* **Descripción de la tarea**: Por favor, cita sin ningún cambio las líneas de los registros que van desde la línea con "Would you mind indicating the wooden dining table" hasta la línea con "Would you mind indicating the framed landscape", ambas incluidas.

* **Registros**:
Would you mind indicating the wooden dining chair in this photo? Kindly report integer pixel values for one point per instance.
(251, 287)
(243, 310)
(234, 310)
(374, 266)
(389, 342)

* * *

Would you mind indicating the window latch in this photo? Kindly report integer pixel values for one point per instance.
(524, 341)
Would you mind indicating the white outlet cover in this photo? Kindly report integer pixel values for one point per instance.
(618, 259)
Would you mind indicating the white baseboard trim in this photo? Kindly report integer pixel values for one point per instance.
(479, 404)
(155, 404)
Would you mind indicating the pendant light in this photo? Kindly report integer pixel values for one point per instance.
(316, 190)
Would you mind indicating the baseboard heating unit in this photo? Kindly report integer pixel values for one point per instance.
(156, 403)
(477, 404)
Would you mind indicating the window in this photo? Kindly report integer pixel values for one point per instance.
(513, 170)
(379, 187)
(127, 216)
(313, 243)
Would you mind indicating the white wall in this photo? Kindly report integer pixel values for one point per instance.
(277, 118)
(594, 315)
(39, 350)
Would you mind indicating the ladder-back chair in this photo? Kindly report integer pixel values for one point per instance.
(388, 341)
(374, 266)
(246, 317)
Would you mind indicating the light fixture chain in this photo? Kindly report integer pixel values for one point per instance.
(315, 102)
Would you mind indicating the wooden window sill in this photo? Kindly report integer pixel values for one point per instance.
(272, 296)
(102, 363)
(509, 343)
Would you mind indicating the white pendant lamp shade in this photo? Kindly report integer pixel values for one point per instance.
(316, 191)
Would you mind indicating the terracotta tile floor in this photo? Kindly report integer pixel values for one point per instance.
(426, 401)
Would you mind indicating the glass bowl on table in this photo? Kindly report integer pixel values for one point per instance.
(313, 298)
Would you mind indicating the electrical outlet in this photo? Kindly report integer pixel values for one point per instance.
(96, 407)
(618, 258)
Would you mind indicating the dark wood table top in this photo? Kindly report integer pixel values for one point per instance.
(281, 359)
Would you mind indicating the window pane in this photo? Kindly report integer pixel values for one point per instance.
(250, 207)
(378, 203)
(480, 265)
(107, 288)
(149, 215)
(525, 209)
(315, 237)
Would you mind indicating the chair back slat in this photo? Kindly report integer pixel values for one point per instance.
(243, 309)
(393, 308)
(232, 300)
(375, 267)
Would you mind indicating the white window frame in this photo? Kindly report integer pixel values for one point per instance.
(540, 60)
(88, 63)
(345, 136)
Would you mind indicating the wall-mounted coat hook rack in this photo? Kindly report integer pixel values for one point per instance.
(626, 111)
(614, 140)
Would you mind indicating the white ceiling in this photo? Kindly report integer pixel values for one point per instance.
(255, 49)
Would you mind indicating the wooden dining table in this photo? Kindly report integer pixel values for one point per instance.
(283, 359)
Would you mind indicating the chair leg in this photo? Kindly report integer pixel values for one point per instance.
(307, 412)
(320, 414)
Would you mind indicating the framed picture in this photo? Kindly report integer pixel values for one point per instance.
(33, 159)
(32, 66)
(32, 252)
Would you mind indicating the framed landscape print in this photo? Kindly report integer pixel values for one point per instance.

--

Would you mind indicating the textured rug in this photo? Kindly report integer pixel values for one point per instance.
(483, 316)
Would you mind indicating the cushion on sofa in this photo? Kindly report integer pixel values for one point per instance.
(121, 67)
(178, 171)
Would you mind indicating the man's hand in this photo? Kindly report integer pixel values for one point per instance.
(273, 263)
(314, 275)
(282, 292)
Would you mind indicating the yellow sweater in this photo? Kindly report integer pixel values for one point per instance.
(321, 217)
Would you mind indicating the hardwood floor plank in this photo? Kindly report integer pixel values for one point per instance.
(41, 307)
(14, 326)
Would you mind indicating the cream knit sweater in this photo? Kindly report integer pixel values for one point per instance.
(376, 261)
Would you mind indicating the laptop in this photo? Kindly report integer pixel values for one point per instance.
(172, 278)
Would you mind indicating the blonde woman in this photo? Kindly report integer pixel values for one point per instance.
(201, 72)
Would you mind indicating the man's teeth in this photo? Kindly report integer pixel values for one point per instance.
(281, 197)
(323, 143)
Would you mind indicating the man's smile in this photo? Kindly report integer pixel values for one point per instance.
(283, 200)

* **Resultado correcto**:
Would you mind indicating the wooden dining table in this photo? Kindly report integer pixel values for one point per instance.
(283, 359)
Would you mind indicating the chair leg in this photo? Kindly report integer pixel values for one point per instance.
(307, 412)
(320, 414)
Would you mind indicating the framed picture in this photo? Kindly report integer pixel values for one point per instance.
(33, 159)
(32, 66)
(32, 252)
Would you mind indicating the framed landscape print in this photo? Kindly report integer pixel values for one point per instance.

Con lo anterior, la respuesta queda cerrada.